(Object point labels)
--- START ---
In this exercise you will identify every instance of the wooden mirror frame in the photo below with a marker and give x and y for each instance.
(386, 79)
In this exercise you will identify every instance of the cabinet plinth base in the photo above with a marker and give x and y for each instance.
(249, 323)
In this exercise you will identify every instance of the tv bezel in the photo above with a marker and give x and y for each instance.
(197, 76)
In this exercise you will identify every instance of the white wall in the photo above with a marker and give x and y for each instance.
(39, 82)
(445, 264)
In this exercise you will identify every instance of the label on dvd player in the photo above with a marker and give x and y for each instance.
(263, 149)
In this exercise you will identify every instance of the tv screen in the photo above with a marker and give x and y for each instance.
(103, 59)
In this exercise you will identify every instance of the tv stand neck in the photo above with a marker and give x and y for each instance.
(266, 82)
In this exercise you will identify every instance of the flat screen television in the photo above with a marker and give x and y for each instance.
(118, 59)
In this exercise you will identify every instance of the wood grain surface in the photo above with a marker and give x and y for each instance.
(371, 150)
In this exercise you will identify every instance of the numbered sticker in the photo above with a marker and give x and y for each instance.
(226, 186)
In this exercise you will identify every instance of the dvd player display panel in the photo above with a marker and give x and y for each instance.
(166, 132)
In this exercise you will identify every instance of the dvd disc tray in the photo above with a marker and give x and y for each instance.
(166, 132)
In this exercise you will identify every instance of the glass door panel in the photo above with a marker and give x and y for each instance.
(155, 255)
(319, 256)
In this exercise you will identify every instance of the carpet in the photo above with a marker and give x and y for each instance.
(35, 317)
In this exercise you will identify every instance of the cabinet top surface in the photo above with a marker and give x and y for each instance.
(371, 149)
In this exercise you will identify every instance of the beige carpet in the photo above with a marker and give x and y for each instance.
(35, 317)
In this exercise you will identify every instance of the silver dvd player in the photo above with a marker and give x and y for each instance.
--- END ---
# Work to complete
Rewrite the records above, replacing "with a marker" with "with a dot" wherever it occurs and leaving everything else unchanged.

# The answer
In this exercise you will identify every instance of the wooden mirror frame in the photo below with a dot and give x and y for each instance.
(386, 79)
In this exercise you will identify every instance of the cabinet plinth base in the photo above with a dot and give x and y for each instance.
(249, 323)
In this exercise you will identify every instance of the tv bezel in the photo above with a dot and give x and y for each instance.
(197, 76)
In this exercise you will identify every instance of the white wall in the photo above with a dot and give x and y for each instance.
(39, 82)
(445, 264)
In this exercise you will identify every instance of the label on dvd player in the photo above with a dot and give x and y for each instance.
(263, 149)
In this exercise you will identify every instance of the tv screen in the photo above with a dot and give x and y for each instance.
(103, 59)
In this exercise you will identify every instance of the tv stand neck in the photo above with a dot and give x and y for each instance.
(266, 82)
In this exercise you will identify every instance of the flat screen television in the photo above with a dot and give x and y for each instance.
(118, 59)
In this exercise you will identify every instance of the wood grain surface in the photo above with a dot and give x and y for each instance.
(371, 150)
In this exercise you will identify every instance of the numbered sticker in the photo above with a dot and give x and y for each instance.
(226, 186)
In this exercise you will identify every instance of the dvd player display panel in the photo above with a dot and give x and y for each instance.
(166, 132)
In this exercise you will identify every instance of the dvd disc tray in the photo above with a dot and give x and y for each instance.
(166, 132)
In this exercise you will identify every instance of the glass door panel in the photo above with a dot and give x and y for each instance.
(155, 255)
(319, 256)
In this exercise you will identify every instance of the carpet in the photo above with a dot and give x and y for each instance.
(35, 317)
In this exercise you will identify every instance of the cabinet top surface in the photo above with a dot and give x and y for each instance.
(371, 149)
In this exercise you will identify every instance of the beige carpet in the photo above with a dot and give x and y for each instance.
(35, 317)
In this exercise you will identify every instance of the silver dvd player in the photo above with a dot and give x and y for each instance.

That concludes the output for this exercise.